WORK INSTRUCTIONS:
Find each line in the items below that contains the word "face", and copy those lines out.

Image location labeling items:
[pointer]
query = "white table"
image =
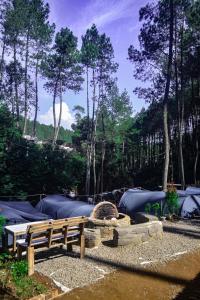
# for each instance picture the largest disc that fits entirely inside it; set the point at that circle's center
(18, 230)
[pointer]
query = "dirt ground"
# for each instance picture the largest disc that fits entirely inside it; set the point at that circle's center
(179, 279)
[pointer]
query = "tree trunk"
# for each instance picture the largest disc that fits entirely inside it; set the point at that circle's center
(36, 99)
(54, 110)
(26, 85)
(165, 102)
(16, 83)
(60, 115)
(93, 133)
(88, 149)
(2, 63)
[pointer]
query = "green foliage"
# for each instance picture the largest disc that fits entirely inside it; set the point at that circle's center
(19, 269)
(15, 272)
(2, 223)
(156, 208)
(172, 201)
(28, 287)
(147, 208)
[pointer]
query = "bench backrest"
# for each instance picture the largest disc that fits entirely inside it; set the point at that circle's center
(55, 232)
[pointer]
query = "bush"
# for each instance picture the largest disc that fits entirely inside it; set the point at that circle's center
(19, 269)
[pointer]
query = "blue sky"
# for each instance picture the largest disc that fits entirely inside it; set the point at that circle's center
(119, 19)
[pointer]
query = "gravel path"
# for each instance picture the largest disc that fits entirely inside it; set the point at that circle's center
(71, 272)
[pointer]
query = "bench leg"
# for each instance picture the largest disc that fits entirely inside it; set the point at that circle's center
(69, 247)
(30, 258)
(82, 246)
(19, 252)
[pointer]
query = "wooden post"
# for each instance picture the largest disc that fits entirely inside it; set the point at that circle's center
(82, 246)
(19, 252)
(30, 258)
(82, 241)
(69, 247)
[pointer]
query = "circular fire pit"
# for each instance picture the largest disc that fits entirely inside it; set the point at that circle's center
(106, 217)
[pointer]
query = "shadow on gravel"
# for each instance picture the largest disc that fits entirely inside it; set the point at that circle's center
(187, 232)
(139, 271)
(191, 290)
(54, 253)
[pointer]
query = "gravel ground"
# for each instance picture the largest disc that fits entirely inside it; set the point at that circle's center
(71, 272)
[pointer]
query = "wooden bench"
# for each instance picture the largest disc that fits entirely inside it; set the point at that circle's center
(52, 234)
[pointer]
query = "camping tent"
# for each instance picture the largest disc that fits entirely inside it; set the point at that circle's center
(134, 201)
(20, 212)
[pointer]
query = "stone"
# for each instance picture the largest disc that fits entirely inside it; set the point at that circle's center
(137, 233)
(92, 237)
(141, 217)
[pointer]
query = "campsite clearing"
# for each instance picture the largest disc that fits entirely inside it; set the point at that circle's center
(178, 279)
(179, 238)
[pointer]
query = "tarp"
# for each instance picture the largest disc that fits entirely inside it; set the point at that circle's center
(59, 207)
(134, 201)
(20, 212)
(191, 190)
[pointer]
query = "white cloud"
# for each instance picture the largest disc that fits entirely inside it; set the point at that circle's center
(66, 119)
(103, 13)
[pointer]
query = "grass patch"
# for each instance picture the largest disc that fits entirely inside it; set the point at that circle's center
(14, 279)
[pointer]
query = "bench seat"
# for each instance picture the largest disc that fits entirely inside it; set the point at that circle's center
(50, 235)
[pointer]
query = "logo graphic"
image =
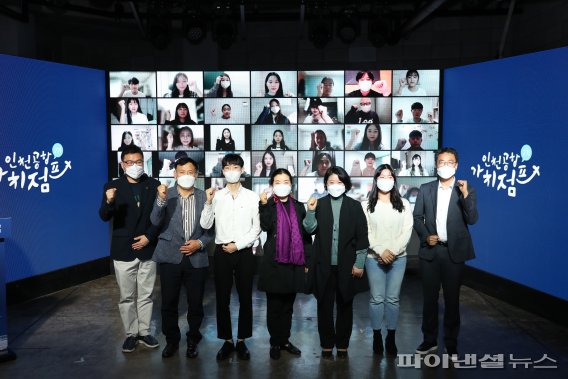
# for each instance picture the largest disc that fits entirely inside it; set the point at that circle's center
(506, 171)
(34, 170)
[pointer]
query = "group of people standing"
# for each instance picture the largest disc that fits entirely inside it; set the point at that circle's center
(333, 247)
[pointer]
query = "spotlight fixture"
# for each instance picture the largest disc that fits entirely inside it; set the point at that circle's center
(195, 28)
(348, 25)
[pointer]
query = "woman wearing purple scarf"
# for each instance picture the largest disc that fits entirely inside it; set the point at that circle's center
(284, 265)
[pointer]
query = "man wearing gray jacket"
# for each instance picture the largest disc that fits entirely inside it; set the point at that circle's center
(182, 255)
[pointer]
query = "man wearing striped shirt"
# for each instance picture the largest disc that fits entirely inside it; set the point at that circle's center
(182, 255)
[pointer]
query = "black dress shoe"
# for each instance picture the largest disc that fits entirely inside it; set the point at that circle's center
(291, 349)
(275, 352)
(327, 354)
(242, 351)
(191, 350)
(342, 354)
(225, 351)
(170, 350)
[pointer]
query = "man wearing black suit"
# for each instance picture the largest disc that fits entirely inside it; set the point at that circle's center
(442, 212)
(128, 201)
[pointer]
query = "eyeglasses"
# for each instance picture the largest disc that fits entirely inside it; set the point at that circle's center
(446, 163)
(132, 163)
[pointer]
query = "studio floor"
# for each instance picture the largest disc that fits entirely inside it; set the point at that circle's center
(77, 333)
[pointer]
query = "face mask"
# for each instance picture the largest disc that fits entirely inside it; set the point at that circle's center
(336, 190)
(282, 190)
(365, 85)
(385, 185)
(186, 181)
(446, 172)
(365, 108)
(232, 176)
(134, 171)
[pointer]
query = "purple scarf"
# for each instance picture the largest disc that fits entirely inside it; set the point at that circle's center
(289, 244)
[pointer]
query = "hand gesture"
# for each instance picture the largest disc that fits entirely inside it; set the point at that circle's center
(357, 272)
(462, 185)
(312, 203)
(263, 197)
(210, 193)
(110, 195)
(141, 241)
(320, 89)
(162, 190)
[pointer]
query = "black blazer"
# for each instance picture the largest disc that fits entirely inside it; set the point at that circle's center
(461, 212)
(129, 220)
(353, 236)
(281, 277)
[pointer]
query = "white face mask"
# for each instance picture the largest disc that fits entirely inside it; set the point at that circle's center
(186, 181)
(365, 108)
(134, 171)
(282, 190)
(365, 85)
(336, 190)
(385, 185)
(446, 172)
(232, 176)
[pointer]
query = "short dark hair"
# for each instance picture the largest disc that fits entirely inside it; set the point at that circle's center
(416, 105)
(415, 133)
(185, 160)
(315, 102)
(131, 149)
(449, 150)
(361, 73)
(341, 174)
(280, 171)
(232, 158)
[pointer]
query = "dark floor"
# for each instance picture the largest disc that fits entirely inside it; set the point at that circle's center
(77, 333)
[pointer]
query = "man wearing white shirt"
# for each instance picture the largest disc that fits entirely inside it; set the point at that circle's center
(234, 209)
(442, 212)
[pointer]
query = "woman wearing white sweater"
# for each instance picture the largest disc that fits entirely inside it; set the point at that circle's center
(389, 219)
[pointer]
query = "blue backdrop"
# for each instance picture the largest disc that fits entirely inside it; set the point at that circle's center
(503, 115)
(53, 164)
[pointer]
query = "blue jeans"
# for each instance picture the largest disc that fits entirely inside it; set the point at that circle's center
(384, 283)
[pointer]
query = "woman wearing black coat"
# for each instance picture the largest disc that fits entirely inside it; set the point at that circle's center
(283, 268)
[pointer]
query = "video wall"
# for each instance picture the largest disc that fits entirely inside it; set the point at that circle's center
(304, 121)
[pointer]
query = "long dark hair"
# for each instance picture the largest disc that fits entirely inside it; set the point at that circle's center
(419, 165)
(395, 197)
(188, 120)
(282, 143)
(264, 168)
(280, 92)
(228, 90)
(128, 115)
(122, 144)
(175, 91)
(366, 144)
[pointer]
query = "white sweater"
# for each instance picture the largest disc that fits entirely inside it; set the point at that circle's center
(389, 228)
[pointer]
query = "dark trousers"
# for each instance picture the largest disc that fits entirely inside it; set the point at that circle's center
(339, 334)
(441, 271)
(172, 278)
(239, 264)
(279, 309)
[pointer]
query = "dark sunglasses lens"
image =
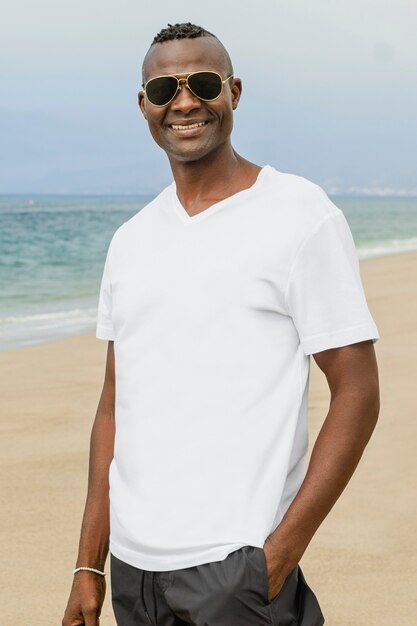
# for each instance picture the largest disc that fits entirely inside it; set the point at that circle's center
(161, 90)
(205, 85)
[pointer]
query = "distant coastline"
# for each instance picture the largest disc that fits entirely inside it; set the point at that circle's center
(52, 251)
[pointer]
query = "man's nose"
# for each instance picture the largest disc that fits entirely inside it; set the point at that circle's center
(185, 100)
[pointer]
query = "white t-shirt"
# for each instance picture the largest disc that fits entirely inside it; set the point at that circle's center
(213, 319)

PROBLEM SOLUTION:
query = "face mask"
query = "white face mask"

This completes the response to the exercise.